## TASK OBJECTIVE:
Return, word for word, only the lines of the data below that lie between the line with "concrete wall as a single dot per instance." and the line with "Each is formatted like [594, 29].", those two lines included.

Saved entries
-- Opening Marker --
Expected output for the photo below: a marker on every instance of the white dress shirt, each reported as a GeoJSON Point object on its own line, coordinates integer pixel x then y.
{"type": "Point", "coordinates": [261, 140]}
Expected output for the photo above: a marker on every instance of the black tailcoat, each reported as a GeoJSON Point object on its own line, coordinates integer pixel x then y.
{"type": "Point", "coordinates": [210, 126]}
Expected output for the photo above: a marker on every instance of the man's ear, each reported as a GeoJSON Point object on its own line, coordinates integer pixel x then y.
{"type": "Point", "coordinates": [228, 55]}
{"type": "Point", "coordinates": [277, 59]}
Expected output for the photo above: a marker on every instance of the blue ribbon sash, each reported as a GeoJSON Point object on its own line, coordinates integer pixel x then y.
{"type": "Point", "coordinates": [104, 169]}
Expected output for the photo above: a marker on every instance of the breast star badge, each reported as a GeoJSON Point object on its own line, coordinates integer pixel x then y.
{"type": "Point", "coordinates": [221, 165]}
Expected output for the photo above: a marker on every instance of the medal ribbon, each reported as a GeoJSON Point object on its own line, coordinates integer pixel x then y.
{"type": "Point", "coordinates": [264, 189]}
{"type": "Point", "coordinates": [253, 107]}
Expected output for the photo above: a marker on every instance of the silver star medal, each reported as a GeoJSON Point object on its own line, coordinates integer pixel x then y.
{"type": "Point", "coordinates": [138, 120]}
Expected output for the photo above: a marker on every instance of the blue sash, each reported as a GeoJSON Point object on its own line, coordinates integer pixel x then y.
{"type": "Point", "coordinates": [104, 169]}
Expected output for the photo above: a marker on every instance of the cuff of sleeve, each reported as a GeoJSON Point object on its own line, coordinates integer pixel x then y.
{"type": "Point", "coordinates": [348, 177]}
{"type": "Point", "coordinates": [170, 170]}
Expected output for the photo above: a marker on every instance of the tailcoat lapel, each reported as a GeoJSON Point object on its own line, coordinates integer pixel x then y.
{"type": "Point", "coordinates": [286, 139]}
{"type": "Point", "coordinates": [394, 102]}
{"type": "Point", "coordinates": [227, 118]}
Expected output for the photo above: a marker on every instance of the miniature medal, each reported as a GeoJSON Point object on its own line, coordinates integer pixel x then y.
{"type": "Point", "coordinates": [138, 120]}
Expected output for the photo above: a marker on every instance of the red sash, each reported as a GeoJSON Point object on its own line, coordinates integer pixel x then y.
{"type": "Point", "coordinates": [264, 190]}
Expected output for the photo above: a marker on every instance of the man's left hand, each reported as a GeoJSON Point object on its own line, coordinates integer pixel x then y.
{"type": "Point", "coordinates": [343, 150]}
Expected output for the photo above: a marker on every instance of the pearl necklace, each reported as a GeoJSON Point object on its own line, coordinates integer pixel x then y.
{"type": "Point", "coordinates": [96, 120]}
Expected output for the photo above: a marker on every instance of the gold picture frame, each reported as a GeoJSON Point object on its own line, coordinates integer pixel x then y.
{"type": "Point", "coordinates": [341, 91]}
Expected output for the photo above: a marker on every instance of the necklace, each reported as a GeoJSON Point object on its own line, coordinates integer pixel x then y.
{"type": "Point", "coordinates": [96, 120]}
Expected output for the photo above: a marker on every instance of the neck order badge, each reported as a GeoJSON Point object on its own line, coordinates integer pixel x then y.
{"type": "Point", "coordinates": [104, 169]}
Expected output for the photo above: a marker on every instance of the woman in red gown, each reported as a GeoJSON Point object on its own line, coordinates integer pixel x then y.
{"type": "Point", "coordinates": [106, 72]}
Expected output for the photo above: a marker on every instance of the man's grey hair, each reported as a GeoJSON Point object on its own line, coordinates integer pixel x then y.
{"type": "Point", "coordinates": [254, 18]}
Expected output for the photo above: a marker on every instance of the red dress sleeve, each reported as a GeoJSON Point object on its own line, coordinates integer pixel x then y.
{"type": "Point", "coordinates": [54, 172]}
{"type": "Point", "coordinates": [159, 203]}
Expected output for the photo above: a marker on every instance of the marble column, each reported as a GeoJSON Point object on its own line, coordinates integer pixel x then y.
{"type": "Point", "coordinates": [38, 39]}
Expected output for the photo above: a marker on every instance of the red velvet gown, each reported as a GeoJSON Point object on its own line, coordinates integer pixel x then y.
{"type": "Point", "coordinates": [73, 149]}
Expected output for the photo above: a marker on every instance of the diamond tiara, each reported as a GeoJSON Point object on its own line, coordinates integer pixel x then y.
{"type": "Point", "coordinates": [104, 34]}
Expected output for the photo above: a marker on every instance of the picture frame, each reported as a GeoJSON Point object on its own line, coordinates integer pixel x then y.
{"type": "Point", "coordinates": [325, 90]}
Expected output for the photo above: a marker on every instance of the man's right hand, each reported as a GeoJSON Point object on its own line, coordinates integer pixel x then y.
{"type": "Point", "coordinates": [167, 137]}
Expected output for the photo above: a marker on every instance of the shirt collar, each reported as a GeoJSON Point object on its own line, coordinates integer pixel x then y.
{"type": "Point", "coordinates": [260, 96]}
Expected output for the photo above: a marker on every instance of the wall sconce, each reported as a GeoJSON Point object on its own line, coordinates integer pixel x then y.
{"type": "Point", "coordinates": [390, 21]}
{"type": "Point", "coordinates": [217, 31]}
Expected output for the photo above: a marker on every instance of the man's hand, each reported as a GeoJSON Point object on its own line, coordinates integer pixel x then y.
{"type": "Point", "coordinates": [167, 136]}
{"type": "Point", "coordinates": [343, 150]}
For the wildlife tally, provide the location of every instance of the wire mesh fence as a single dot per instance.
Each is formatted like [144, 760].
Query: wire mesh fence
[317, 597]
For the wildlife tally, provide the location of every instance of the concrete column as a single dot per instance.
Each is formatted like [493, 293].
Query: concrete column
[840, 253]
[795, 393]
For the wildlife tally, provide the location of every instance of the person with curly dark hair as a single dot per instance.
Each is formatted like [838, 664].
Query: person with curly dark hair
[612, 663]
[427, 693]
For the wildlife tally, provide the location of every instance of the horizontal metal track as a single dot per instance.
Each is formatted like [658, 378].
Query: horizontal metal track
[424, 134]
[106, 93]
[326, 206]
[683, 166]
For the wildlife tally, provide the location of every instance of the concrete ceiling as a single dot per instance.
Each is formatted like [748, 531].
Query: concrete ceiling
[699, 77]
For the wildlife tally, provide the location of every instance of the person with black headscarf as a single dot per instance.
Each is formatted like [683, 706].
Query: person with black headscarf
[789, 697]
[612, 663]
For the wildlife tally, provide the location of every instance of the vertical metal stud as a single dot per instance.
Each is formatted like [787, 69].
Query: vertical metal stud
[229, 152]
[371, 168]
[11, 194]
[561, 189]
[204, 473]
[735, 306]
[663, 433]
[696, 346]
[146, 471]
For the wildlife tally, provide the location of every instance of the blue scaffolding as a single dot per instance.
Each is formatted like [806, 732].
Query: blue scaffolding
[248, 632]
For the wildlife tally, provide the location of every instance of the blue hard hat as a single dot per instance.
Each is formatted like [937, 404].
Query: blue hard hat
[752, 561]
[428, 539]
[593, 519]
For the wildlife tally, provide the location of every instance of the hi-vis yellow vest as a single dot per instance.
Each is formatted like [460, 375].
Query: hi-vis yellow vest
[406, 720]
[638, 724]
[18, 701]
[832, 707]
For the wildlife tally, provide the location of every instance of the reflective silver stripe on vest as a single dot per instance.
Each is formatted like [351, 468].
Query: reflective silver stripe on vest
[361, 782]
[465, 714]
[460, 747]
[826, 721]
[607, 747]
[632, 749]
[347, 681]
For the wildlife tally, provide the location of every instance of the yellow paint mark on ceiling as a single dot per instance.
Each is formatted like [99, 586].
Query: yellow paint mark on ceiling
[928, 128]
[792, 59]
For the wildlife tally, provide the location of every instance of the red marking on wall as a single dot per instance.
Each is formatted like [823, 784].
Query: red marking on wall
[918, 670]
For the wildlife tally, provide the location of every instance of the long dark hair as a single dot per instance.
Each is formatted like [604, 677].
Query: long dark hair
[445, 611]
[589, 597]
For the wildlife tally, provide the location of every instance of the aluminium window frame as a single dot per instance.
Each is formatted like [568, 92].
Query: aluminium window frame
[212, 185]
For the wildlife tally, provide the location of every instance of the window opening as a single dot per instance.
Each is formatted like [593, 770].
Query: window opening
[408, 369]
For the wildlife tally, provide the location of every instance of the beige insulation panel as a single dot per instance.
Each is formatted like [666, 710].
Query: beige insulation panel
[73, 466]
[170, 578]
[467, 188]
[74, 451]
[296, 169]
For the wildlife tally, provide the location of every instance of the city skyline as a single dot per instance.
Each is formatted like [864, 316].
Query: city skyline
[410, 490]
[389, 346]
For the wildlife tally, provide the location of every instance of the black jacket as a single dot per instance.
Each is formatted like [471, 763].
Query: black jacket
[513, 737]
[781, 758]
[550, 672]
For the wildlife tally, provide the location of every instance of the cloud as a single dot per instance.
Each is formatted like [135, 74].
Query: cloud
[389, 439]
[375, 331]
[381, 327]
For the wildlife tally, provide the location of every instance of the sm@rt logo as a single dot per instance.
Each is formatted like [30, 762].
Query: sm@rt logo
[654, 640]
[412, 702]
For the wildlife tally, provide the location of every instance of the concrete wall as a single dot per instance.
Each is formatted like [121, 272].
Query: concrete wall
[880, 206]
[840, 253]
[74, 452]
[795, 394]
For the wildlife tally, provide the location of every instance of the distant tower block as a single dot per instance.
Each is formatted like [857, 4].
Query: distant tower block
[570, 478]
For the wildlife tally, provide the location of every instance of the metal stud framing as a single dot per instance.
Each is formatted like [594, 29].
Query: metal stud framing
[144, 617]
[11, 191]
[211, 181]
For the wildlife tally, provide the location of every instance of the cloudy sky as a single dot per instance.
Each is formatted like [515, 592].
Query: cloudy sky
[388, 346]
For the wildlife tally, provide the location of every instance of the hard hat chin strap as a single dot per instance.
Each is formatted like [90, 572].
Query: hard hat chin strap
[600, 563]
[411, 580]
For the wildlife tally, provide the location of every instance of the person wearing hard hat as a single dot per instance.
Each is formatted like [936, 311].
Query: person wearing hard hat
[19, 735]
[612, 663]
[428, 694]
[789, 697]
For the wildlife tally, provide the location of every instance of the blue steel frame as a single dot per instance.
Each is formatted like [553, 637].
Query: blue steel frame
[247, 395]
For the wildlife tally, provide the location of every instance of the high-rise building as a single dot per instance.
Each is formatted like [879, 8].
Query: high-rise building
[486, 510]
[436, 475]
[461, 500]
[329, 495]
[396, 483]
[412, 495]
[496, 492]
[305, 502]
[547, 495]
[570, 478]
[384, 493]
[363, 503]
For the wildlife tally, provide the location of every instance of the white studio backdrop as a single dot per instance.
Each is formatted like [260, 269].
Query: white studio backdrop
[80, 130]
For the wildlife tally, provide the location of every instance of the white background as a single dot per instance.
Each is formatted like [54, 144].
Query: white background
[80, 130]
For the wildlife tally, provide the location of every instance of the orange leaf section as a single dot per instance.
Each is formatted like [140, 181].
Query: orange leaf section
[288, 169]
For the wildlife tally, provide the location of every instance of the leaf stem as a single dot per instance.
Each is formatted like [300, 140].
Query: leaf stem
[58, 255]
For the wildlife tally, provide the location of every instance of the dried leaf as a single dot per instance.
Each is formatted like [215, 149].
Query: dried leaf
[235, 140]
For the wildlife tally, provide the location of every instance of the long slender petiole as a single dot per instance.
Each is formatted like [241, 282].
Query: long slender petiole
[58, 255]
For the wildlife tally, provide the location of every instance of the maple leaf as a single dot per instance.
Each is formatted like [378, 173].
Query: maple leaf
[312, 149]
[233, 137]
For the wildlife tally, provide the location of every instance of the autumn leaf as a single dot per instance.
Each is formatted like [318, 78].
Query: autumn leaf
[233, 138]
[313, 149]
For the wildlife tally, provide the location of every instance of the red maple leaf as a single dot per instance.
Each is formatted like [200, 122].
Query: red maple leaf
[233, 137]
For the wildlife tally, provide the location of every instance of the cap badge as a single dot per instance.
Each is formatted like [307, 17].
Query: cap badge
-- Closing Marker --
## SOLUTION TO THE EXERCISE:
For the wildlife tally, provide the location of every instance of the concrete wall as a single dot per instance.
Each is formatted like [121, 272].
Query: concrete wall
[880, 206]
[840, 253]
[74, 452]
[795, 394]
For the wildlife tally, provide the location of every instance of the distant tower block as a single dot per instance.
Each is formatted like [857, 4].
Query: distant tower block
[570, 478]
For the wildlife tally, provide the location of every instance of the metal stud framing as a single dot per instance.
Each is formatted like [594, 29].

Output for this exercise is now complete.